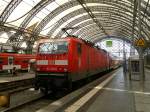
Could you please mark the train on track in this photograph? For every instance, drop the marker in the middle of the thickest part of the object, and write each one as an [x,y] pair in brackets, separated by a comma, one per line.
[11,60]
[60,62]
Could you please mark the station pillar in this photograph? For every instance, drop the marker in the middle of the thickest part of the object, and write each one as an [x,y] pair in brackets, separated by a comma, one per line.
[140,49]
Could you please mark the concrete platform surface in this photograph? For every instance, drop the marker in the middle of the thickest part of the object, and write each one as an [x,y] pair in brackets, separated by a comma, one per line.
[117,95]
[19,76]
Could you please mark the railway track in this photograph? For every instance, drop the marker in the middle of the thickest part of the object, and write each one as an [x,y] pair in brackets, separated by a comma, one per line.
[35,100]
[14,85]
[19,98]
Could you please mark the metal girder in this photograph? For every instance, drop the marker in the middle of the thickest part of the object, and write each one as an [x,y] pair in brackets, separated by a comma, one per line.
[80,11]
[86,23]
[8,10]
[64,7]
[93,17]
[89,31]
[113,37]
[30,16]
[34,11]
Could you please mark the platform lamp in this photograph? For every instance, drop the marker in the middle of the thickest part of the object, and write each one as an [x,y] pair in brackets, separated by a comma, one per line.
[4,100]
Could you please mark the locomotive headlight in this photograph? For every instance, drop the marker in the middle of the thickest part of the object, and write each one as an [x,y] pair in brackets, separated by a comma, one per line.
[38,69]
[65,69]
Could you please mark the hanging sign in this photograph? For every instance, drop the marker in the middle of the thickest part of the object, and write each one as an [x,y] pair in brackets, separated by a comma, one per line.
[140,42]
[109,43]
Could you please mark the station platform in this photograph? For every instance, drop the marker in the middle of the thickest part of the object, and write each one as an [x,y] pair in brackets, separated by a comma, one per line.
[19,76]
[117,94]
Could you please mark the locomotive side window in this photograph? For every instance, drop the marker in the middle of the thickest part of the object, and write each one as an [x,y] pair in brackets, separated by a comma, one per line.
[54,47]
[1,60]
[79,48]
[25,61]
[10,60]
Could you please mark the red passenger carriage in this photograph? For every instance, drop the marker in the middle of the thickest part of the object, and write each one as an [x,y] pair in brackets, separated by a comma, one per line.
[63,61]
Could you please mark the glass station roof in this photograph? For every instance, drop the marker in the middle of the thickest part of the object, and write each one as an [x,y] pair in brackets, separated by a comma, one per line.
[28,20]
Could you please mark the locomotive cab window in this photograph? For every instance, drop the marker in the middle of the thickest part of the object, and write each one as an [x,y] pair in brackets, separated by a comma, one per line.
[57,47]
[1,60]
[79,48]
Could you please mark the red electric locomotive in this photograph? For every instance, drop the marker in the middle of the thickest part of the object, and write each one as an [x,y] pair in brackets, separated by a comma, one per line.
[9,59]
[60,62]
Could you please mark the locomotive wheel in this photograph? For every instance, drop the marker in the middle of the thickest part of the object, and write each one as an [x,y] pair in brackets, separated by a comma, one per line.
[44,90]
[69,86]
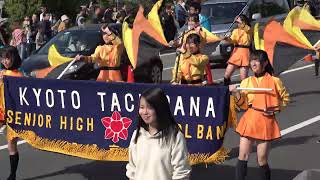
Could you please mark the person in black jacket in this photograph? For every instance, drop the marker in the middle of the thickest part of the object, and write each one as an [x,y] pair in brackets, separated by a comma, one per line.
[169,22]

• **Work to complete**:
Omit the pictures, then print the rest of the listing above exactly.

• **Written solution**:
Could you please mark the train on track in this photograph? For every instance, drop the marker in the middle of the thickest part of the object, and write each one as an [x,y] pair in brackets, separated by a comma, one per line.
[11,60]
[60,62]
Could you please mark the station pillar in this photograph? For every instance, drop the marker in the middle of the thickest part of the object, and write each one as an [x,y] pair in brackets, separated by a comma, one per line.
[140,49]
Could you please mark the concrete platform surface in this photograph? For every instance, drop the marker in the middle of the thickest part of the object, and write each one as an [x,y] pair in brackets, separated by a comma, one per line.
[117,95]
[19,76]
Could you please mark the railway track in this photograph? For every instance, drop the marker in the middle of the thickest part of the object, and write each one as an [x,y] pair in brackets, separated by a comma, one per line.
[35,100]
[14,85]
[19,98]
Could you please mark the metal girder in this photograph? For every instance, drop the marker in the middle of the thickest part of the object, and write each one as an [x,y] pair in brackets, separated by a comma, one per line.
[80,11]
[86,23]
[8,10]
[64,7]
[93,17]
[89,31]
[113,37]
[30,16]
[34,11]
Could you please mark the platform lamp in this photograph? For every instance, drop the marker in the middle of the thickest part of the object, and write each one as an [x,y] pair in brackets, separated by a comma, one per line.
[4,100]
Could you please mark the locomotive headlight in this photograph? For every instance, drop the marker in the middle of the thickest part of the object, and write each one as an [x,y] pair in brackets, separated by a comma, one per line.
[38,69]
[65,69]
Could you please mark the hanging sign in this photograph? For every instance, drop the marker in the middle of the thickest part of the object, and write each one as an [x,y] pair in brackets, separated by a comma, one per line.
[140,42]
[109,43]
Could you please mark the station platform in this photograph? For every instance, drop the marker in the middle of the thickest part of the object, and write each one as an [x,y] pair in brackets, separated by a comma, one per line.
[19,76]
[117,94]
Could you please mark the locomotive side window in this photograph? For every instance, drop the marker in the middle of the thickest part of the object, and write each one as an [x,y] pair in brackets, separated by a comma, one per line.
[54,47]
[1,60]
[79,48]
[25,61]
[10,60]
Could you please mark the red passenger carriage in this photograph? For every instance, drop the marker in the middle of the thickest part of the object, and write each one as an [x,y] pair in brackets, separated by a comma, one per line.
[63,61]
Could you please mark the glass station roof in this photograph? For every instance, drop the marker in the middle of the thickest part of the object, and write each one as an [x,y] pair in brackets, separated by a comma, one per line.
[28,20]
Could you please mark the locomotive cab window in this photograph? For every instance, drop the marker in the middle of the thickest part of the object, and write each one as an [x,y] pair in brackets, separated by a comma, one per line.
[57,47]
[1,60]
[79,48]
Could you please mark the red electric locomotive in this photograph? For every instance, drop the marker in the middle of the thickest part of the object, and write each one as an [x,y] pair in brackets, separated by a comma, one per line.
[9,59]
[60,62]
Could you please mark the locomotive wheel in this photograph? For every instance, drop the marker in the middle of the thickest part of the object, and write each one as an [x,y] pair in brackets, separated by a comma, one per line.
[44,90]
[69,86]
Could you please mark the person in black jacket in this photograph? For every instance, drop the marker in the middle of the thickest part of the object, and write each one as an [x,y] pair in brackets, separated by a comma, one per line.
[169,22]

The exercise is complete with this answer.